Your goal: Please return only the lines from the one holding "Query: shoreline vegetation" through the one holding "Query: calm water", exactly as they appear in the records below, both ends included.

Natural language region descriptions
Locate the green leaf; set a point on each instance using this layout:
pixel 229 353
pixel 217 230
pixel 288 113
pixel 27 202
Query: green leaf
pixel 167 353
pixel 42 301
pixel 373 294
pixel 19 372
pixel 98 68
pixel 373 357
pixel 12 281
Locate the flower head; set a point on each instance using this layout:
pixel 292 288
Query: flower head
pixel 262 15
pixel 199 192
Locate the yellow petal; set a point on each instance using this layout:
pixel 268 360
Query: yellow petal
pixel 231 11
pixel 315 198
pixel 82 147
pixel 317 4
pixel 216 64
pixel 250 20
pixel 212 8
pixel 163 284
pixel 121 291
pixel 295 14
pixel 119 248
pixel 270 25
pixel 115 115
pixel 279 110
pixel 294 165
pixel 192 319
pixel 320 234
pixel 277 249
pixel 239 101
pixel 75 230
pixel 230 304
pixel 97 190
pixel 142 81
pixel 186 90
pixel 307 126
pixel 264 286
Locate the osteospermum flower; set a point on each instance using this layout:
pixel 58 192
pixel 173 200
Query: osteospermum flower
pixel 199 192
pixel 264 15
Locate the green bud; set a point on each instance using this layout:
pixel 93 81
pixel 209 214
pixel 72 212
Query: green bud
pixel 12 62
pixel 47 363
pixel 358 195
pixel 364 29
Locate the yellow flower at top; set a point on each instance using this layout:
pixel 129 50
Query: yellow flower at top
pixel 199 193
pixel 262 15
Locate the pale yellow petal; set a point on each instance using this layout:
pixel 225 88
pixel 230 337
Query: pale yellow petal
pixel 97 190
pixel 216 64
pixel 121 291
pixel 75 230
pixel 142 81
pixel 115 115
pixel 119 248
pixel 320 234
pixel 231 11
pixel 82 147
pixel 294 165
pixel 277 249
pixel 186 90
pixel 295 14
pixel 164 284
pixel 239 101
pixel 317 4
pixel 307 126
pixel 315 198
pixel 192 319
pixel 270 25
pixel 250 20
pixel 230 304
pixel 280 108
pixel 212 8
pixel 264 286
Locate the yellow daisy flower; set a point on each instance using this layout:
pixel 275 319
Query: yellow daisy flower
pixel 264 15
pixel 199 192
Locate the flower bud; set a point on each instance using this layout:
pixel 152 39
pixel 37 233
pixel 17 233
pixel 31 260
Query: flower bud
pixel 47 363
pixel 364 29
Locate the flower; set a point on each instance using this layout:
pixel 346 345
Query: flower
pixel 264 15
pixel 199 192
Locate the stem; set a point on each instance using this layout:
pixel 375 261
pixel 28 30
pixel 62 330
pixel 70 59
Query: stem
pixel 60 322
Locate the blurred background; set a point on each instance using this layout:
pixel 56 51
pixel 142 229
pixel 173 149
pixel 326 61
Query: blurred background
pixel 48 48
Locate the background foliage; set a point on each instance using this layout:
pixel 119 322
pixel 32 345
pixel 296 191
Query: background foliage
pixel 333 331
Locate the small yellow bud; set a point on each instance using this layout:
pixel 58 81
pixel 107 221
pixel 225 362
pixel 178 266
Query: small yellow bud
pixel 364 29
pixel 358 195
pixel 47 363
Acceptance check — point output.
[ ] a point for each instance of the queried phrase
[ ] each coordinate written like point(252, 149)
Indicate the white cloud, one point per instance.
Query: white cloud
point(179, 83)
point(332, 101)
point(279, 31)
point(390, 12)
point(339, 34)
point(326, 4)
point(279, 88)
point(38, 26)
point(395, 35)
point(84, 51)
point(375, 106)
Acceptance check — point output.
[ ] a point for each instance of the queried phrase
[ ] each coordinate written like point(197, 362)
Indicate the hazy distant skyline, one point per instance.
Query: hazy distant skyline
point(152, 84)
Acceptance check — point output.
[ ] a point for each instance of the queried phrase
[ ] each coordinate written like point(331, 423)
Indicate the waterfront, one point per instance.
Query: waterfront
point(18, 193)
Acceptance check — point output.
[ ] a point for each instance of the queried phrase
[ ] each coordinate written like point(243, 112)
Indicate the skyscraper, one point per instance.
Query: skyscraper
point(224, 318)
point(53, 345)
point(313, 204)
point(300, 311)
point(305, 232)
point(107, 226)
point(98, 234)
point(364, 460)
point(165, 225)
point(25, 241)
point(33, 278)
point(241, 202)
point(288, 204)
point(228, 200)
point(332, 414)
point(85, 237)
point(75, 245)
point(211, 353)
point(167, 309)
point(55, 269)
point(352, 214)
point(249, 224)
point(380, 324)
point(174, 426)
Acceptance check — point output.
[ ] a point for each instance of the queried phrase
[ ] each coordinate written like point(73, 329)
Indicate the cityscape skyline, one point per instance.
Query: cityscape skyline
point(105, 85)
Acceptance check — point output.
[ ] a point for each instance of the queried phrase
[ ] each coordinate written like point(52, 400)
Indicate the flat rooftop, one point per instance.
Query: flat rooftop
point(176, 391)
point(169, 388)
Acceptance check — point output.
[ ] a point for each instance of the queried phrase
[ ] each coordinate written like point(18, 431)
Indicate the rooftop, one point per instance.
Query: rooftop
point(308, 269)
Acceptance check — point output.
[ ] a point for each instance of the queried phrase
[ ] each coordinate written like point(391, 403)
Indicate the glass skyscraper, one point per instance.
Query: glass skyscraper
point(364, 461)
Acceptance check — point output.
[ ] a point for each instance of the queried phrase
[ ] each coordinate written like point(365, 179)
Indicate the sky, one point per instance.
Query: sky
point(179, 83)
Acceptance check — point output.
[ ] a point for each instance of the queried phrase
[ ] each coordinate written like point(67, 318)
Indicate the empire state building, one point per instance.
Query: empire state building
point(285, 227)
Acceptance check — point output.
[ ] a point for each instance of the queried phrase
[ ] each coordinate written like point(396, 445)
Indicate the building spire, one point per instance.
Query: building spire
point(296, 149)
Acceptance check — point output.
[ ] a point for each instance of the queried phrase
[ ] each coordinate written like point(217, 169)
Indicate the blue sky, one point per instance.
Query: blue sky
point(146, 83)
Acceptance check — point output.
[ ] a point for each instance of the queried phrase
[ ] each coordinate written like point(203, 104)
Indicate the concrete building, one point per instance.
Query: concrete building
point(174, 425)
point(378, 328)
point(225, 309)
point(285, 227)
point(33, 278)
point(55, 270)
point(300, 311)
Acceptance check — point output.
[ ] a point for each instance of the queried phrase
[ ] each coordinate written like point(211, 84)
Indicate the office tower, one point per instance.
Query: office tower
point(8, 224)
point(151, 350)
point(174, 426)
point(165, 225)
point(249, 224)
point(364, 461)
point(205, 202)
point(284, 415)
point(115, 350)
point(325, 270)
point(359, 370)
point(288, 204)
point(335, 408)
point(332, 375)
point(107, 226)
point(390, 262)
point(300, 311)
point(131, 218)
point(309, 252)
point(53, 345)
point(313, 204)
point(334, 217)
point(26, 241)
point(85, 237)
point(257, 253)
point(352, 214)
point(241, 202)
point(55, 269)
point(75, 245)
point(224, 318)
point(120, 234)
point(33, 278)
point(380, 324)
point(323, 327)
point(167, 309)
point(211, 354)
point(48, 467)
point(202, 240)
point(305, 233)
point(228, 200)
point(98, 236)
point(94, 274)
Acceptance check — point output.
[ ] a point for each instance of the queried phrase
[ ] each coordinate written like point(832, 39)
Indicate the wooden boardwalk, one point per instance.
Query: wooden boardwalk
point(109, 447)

==

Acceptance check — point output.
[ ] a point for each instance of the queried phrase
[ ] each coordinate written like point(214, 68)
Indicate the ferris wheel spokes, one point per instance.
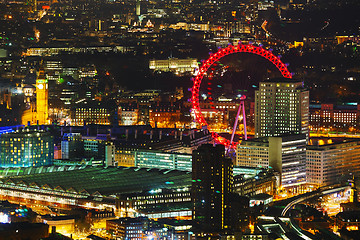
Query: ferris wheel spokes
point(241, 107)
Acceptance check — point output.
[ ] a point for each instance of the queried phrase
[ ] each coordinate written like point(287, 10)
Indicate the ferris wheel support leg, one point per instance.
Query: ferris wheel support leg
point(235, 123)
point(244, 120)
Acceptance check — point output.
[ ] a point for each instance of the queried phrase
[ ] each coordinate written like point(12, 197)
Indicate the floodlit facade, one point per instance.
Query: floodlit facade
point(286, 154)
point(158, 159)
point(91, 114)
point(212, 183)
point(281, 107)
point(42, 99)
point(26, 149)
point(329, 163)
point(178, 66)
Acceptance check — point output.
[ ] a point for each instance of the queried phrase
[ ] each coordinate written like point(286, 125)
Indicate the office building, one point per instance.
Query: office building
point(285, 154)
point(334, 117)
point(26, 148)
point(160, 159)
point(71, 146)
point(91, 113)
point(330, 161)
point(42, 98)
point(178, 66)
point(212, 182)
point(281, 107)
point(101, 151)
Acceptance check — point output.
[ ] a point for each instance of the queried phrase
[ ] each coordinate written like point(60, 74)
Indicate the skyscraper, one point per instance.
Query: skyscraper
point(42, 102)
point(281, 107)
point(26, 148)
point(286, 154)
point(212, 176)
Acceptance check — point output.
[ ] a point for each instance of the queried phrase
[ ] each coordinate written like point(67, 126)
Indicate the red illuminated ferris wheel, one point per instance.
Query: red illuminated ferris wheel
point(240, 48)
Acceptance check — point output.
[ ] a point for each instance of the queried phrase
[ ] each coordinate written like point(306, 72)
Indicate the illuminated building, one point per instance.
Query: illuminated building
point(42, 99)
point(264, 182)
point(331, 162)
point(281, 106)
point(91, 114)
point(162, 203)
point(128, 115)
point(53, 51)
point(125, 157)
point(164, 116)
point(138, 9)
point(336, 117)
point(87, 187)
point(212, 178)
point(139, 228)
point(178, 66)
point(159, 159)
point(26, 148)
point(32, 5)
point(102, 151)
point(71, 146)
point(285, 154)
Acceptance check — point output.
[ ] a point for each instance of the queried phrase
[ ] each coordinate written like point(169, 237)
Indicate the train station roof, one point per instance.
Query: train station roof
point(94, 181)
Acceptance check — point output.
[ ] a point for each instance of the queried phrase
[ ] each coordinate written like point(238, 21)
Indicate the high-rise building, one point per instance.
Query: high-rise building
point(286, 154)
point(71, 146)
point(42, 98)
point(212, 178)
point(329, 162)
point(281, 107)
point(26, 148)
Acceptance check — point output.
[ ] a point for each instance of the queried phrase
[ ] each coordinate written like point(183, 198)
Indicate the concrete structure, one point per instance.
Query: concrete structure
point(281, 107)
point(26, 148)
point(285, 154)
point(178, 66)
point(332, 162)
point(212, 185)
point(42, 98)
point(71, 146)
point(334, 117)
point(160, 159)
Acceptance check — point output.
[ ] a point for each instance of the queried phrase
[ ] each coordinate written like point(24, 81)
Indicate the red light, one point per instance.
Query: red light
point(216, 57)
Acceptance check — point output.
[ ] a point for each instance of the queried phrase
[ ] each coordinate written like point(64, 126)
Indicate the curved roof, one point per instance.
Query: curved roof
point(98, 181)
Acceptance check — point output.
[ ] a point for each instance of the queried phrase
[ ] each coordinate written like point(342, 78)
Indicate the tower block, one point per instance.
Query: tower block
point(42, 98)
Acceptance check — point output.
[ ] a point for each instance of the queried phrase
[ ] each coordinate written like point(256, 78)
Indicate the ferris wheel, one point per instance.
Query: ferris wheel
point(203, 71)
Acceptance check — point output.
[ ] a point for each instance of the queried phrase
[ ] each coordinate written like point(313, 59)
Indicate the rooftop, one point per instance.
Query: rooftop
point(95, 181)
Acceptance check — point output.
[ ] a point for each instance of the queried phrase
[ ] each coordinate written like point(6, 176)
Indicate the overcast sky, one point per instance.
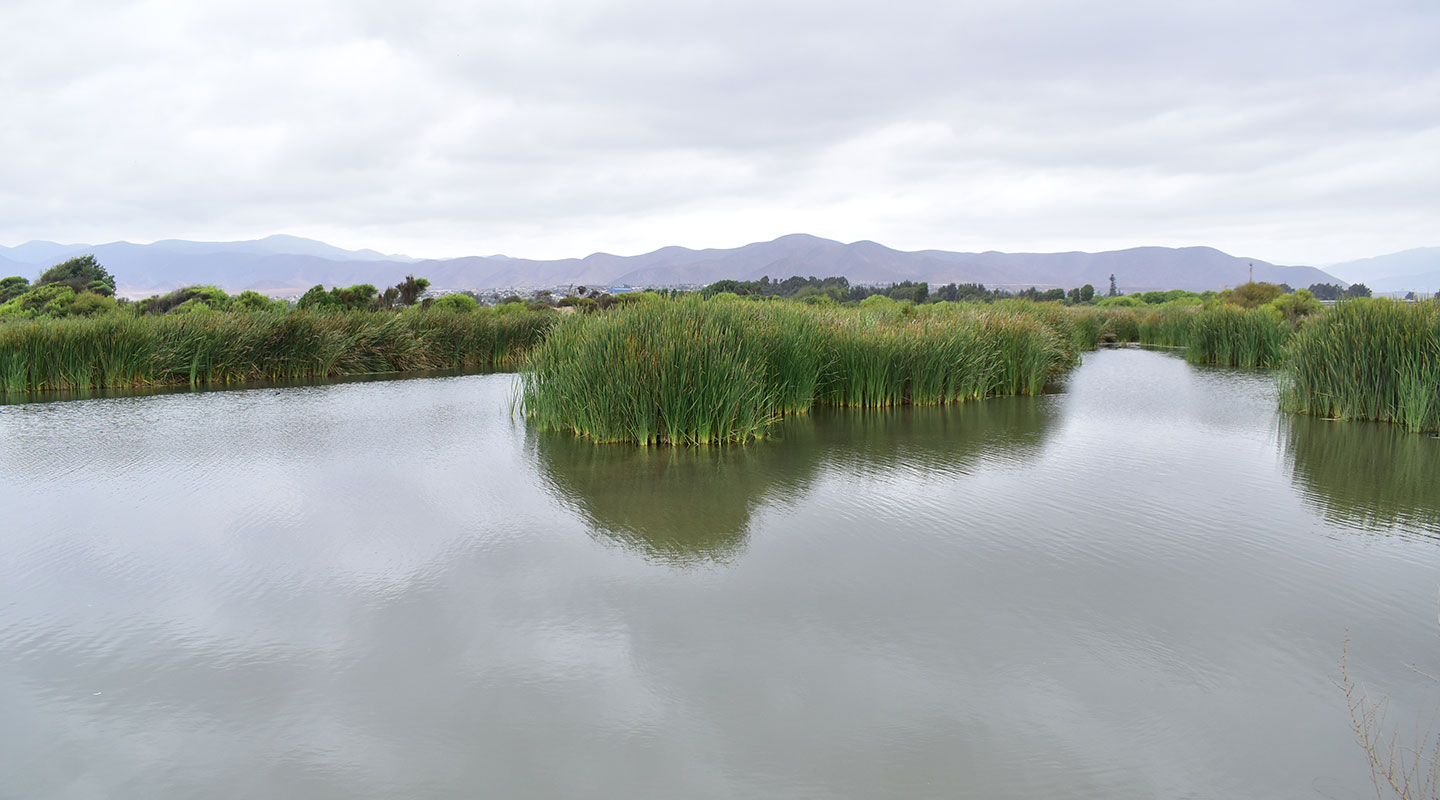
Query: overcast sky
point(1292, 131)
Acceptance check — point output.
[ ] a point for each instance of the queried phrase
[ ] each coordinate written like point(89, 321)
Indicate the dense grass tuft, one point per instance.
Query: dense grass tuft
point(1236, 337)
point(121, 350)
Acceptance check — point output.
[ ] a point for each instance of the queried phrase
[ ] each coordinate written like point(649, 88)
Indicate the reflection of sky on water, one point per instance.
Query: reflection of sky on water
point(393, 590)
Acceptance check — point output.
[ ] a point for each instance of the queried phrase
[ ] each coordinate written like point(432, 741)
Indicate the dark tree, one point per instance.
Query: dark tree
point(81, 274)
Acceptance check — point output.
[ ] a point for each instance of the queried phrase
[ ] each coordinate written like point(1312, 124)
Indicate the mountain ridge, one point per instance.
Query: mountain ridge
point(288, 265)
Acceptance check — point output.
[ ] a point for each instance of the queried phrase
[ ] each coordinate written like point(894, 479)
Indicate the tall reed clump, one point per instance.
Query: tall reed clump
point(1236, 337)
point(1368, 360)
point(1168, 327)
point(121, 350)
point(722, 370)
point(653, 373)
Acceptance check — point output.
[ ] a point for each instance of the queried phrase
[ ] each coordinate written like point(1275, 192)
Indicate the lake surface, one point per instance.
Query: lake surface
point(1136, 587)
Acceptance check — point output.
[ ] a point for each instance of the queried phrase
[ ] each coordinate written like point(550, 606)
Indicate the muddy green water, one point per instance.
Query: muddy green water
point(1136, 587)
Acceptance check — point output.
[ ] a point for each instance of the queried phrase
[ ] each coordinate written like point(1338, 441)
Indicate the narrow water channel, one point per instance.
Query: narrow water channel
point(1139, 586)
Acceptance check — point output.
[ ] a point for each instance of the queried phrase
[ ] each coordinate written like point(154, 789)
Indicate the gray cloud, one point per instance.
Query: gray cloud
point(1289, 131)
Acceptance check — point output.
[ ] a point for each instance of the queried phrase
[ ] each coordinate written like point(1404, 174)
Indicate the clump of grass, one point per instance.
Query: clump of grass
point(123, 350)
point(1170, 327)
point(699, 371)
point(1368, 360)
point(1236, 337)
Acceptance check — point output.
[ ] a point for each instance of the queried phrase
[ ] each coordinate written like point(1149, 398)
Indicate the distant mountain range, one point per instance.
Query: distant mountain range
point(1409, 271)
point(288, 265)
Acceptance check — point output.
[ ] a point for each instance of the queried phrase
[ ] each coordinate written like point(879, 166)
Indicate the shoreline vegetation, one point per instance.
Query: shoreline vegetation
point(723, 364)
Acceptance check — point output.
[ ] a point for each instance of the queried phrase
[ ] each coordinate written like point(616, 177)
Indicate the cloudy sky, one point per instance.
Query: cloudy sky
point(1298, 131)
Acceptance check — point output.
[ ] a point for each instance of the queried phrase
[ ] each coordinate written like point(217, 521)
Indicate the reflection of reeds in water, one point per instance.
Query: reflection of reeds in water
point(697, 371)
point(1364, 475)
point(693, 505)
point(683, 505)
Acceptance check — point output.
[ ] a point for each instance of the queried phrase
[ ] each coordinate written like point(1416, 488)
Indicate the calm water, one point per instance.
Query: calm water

Solution:
Query: shoreline vegetation
point(723, 364)
Acceptance check — point output.
[ ] a point for each instance of the queried phrase
[ ] each coordinate written like point(616, 177)
Indicate the cloudy sky, one point per instance.
Query: cloudy sky
point(1298, 131)
Acceptance check — point output.
[ ] a point for each instance of the queried phrase
[ ] each coordinate written like point(217, 521)
Indicate the reflection of reeds in water, one point per instance.
Query: reflection of reeds in water
point(697, 371)
point(1364, 475)
point(693, 505)
point(683, 505)
Acceptance check — point output.
[ ] a point for each instance of the queried phrase
[ ] each coordinate written like point(1416, 488)
Indicate the calm water, one point per instance.
Query: calm water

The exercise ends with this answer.